### What you have to do
In the essay on the Occupy movement below, condense the paragraph starting "The range was remarkable" into a short bulleted list that keeps its main facts.

##### Excerpt provided

It is always dangerous to write something that could function as a putative “history” at a point in time close to the events being discussed. One lacks the perspective of time, and the information that future events provides to illuminate those events. The modern penchant for immediate analysis is good dialog but not necessarily conclusive analysis.
So it is with trepidation that I return to the Occupy movement and speculate on its importance. Not only is the movement of recent memory, but also it is an ongoing event; NPR reported this morning that Occupy is setting up an igloo encampment even now at Davos, in advance of the worldwide economic conference annually held there.
But I am almost compelled to do so if only because, in glancing out my window just now at the snow-coated grass plot that until recently was the Occupy Boston site, I see traced in the snow-cover, in block letters that must be 30 feet high, the word “LOVE” facing away from me, but directly at the Federal Reserve Bank. (I wonder if the City will come to erase the message before the polity is further polluted by such things.)
At the end of Occupy Boston I made bold to suggest that the residue of Occupy would, at a minimum, be a palpable contribution to the national dialog on who we are and what we ought to do about it. I think I was correct. Those who know me also know that I am not beneath an occasional “I told you so,” particularly since my being correct is such a random, rare event.
Last week’s Sunday New York Times ran a detailed article about locating the 1% and understanding what it took to find those people within our borders. The stunning (to me) graphic was a map of the United States made up of City names, and under each City the amount of earnings per year it took to be within the highest 1% of annual income.
The range was remarkable; over $900,000 on Connecticut’s Gold Coast, below $200,000 in some forelorn Cities (if I recall correctly, Jamestown New York and Flint Michigan). The high numbers were concentrated along our coasts (save Chicago). A rich man in Mississippi cannot ante in a poker game in Darien. While we cannot necessarily equate annual earnings to true wealth, the map gives us a clue that the country is not at all a unity, but rather a conglomeration of diverse localities that have fared very differently in the face of economic developments. There are numerous economies alive in the United States, perhaps something not surprising to affectionados of the House Hunter series on television (I am addicted, and I watch almost no other television; I love to see houses much nicer than mine being sold in Keokuk, Iowa for less money than it takes to maintain my lawn for a year in Newton.)

##########
##### Data shown

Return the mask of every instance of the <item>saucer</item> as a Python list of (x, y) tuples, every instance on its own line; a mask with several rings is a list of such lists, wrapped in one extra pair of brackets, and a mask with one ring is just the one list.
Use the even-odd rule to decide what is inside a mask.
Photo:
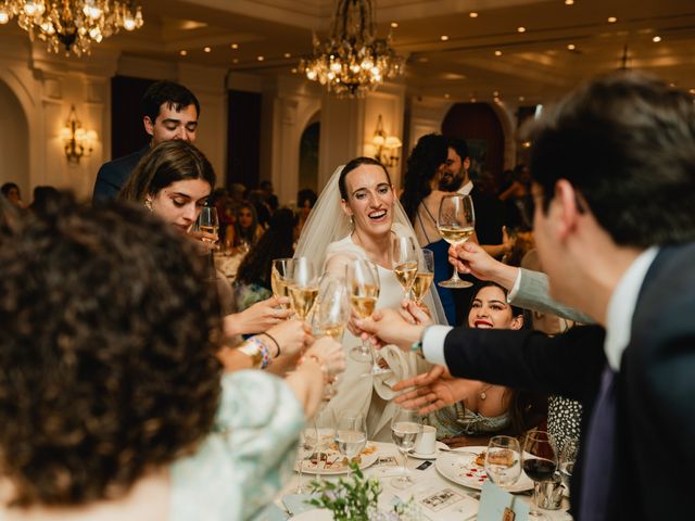
[(434, 447), (435, 447), (435, 450), (433, 453), (430, 453), (430, 454), (410, 453), (408, 454), (408, 456), (415, 459), (437, 459), (437, 456), (439, 456), (439, 448), (440, 447), (447, 448), (447, 446), (442, 442), (435, 442)]

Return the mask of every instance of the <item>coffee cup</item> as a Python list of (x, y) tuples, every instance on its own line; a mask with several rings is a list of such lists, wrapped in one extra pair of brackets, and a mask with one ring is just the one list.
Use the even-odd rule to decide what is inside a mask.
[(437, 429), (432, 425), (422, 425), (422, 430), (415, 439), (415, 453), (433, 454), (437, 443)]

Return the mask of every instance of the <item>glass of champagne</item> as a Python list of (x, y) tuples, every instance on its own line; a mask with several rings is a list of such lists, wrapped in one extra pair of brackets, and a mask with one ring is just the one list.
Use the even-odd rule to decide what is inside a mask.
[(422, 250), (422, 256), (418, 259), (417, 274), (413, 281), (413, 297), (416, 304), (420, 304), (434, 279), (434, 254), (431, 250)]
[(391, 418), (391, 437), (397, 449), (403, 454), (403, 475), (391, 480), (391, 485), (396, 488), (407, 488), (415, 482), (408, 471), (408, 453), (415, 448), (415, 440), (422, 429), (420, 417), (415, 410), (397, 407)]
[[(358, 258), (350, 262), (345, 268), (345, 282), (350, 291), (352, 310), (359, 318), (369, 318), (377, 307), (379, 300), (379, 269), (374, 263)], [(389, 372), (377, 364), (377, 355), (365, 342), (353, 347), (350, 355), (357, 361), (372, 361), (371, 371), (367, 374), (383, 374)]]
[(357, 410), (343, 410), (336, 421), (336, 444), (338, 450), (350, 463), (359, 456), (367, 445), (367, 423), (365, 415)]
[[(278, 298), (282, 296), (290, 296), (288, 288), (292, 277), (293, 262), (293, 258), (273, 259), (273, 265), (270, 267), (270, 285), (273, 287), (273, 294)], [(282, 304), (281, 307), (288, 308), (289, 304)]]
[(523, 443), (523, 471), (534, 482), (533, 505), (529, 519), (547, 520), (539, 507), (539, 486), (544, 481), (551, 481), (557, 470), (557, 454), (551, 443), (547, 432), (531, 431)]
[[(314, 332), (327, 334), (336, 342), (342, 342), (345, 325), (350, 320), (350, 295), (345, 280), (334, 275), (324, 274), (318, 284), (318, 301), (314, 309)], [(326, 385), (324, 399), (336, 395), (333, 383)]]
[[(444, 195), (439, 205), (437, 229), (442, 238), (454, 246), (466, 242), (476, 232), (476, 213), (470, 195), (459, 193)], [(458, 277), (458, 270), (454, 268), (452, 278), (442, 280), (439, 285), (456, 289), (469, 288), (472, 284), (462, 280)]]
[(415, 241), (410, 237), (395, 236), (391, 239), (393, 275), (406, 296), (410, 293), (417, 275), (417, 250)]
[(314, 265), (306, 257), (291, 263), (292, 276), (288, 288), (292, 310), (301, 320), (306, 320), (318, 296), (318, 277)]
[(302, 494), (302, 470), (304, 461), (306, 461), (314, 455), (314, 452), (316, 450), (317, 440), (318, 436), (316, 435), (316, 427), (313, 424), (307, 424), (306, 428), (302, 432), (300, 432), (300, 445), (298, 450), (299, 481), (296, 484), (296, 494)]
[(492, 436), (485, 453), (485, 472), (502, 487), (514, 485), (521, 475), (521, 447), (516, 437)]

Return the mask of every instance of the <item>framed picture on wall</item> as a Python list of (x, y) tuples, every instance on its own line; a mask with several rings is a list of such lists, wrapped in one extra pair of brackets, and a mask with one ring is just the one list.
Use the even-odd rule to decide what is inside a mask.
[(471, 180), (476, 181), (488, 169), (488, 140), (467, 139), (466, 143), (468, 144), (468, 156), (470, 157), (468, 175)]

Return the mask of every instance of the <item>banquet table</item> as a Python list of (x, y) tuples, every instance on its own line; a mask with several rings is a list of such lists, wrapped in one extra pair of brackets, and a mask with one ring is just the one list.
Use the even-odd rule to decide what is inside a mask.
[[(458, 496), (458, 503), (455, 508), (445, 509), (446, 511), (438, 511), (431, 512), (421, 509), (422, 511), (422, 520), (448, 520), (456, 519), (457, 521), (464, 520), (475, 520), (477, 518), (476, 513), (478, 512), (478, 497), (480, 491), (475, 488), (470, 488), (467, 486), (463, 486), (460, 484), (454, 483), (453, 481), (444, 478), (435, 468), (434, 460), (432, 460), (432, 465), (429, 466), (425, 470), (417, 470), (416, 467), (420, 466), (424, 460), (415, 459), (414, 457), (408, 458), (407, 468), (410, 470), (410, 476), (415, 482), (409, 488), (404, 491), (400, 491), (391, 486), (390, 481), (392, 478), (400, 475), (403, 466), (403, 456), (399, 453), (399, 449), (393, 443), (381, 443), (381, 442), (369, 442), (377, 446), (378, 459), (377, 461), (364, 470), (366, 476), (377, 478), (381, 483), (381, 495), (379, 497), (379, 506), (382, 509), (388, 509), (391, 505), (393, 505), (394, 496), (403, 500), (407, 500), (410, 496), (419, 497), (424, 493), (429, 493), (430, 491), (443, 491), (450, 488), (454, 491)], [(462, 448), (462, 450), (464, 450)], [(452, 453), (438, 453), (438, 457), (441, 457), (444, 454)], [(393, 466), (393, 458), (397, 461), (397, 467)], [(387, 463), (388, 461), (388, 463)], [(326, 480), (338, 480), (340, 476), (345, 476), (345, 474), (339, 475), (326, 475), (323, 479)], [(304, 473), (303, 476), (303, 487), (305, 492), (307, 490), (306, 485), (308, 482), (315, 479), (315, 475)], [(278, 496), (276, 497), (276, 505), (280, 507), (282, 510), (286, 510), (282, 498), (288, 494), (294, 494), (296, 492), (298, 486), (298, 473), (295, 472), (292, 479), (286, 484), (286, 486), (280, 491)], [(529, 494), (517, 494), (523, 501), (529, 505), (532, 503), (532, 496)], [(564, 498), (563, 506), (560, 510), (542, 510), (543, 513), (547, 516), (551, 521), (571, 521), (572, 517), (567, 512), (569, 508), (569, 501), (567, 498)], [(319, 514), (320, 513), (320, 514)], [(304, 512), (303, 514), (299, 514), (294, 518), (290, 519), (315, 519), (316, 521), (323, 519), (330, 519), (330, 516), (326, 518), (326, 514), (329, 512), (320, 512), (318, 510), (314, 512)]]

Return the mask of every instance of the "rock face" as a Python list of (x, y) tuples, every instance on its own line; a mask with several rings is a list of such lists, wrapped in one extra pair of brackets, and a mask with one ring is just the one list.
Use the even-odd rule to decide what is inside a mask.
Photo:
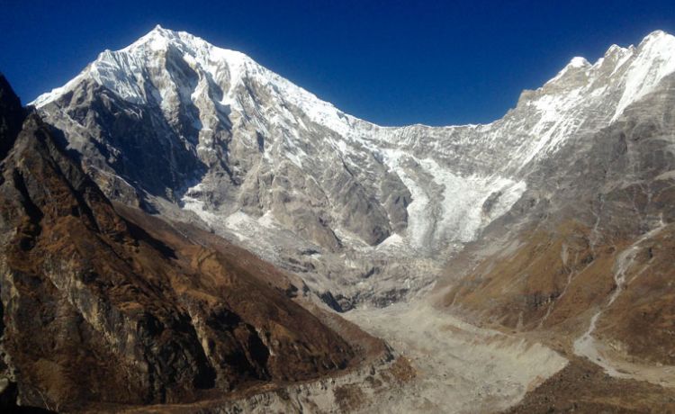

##########

### Finished answer
- The income needed to be in the top 1% ranged from over $900,000 on Connecticut's Gold Coast to below $200,000 in some struggling cities, possibly Jamestown, New York, and Flint, Michigan.
- The highest figures were concentrated along the coasts, with Chicago the exception.
- A rich man in Mississippi couldn't ante in a poker game in Darien.
- Annual earnings don't necessarily equal true wealth. Still, the map suggests the country is a mix of very different places that have fared unevenly in the face of economic developments.
- The United States has many economies. Fans of the House Hunter series may not be surprised by this. The writer watches almost nothing else on TV and enjoys seeing houses nicer than the writer's own sell in Keokuk, Iowa, for less than a year of lawn upkeep in Newton.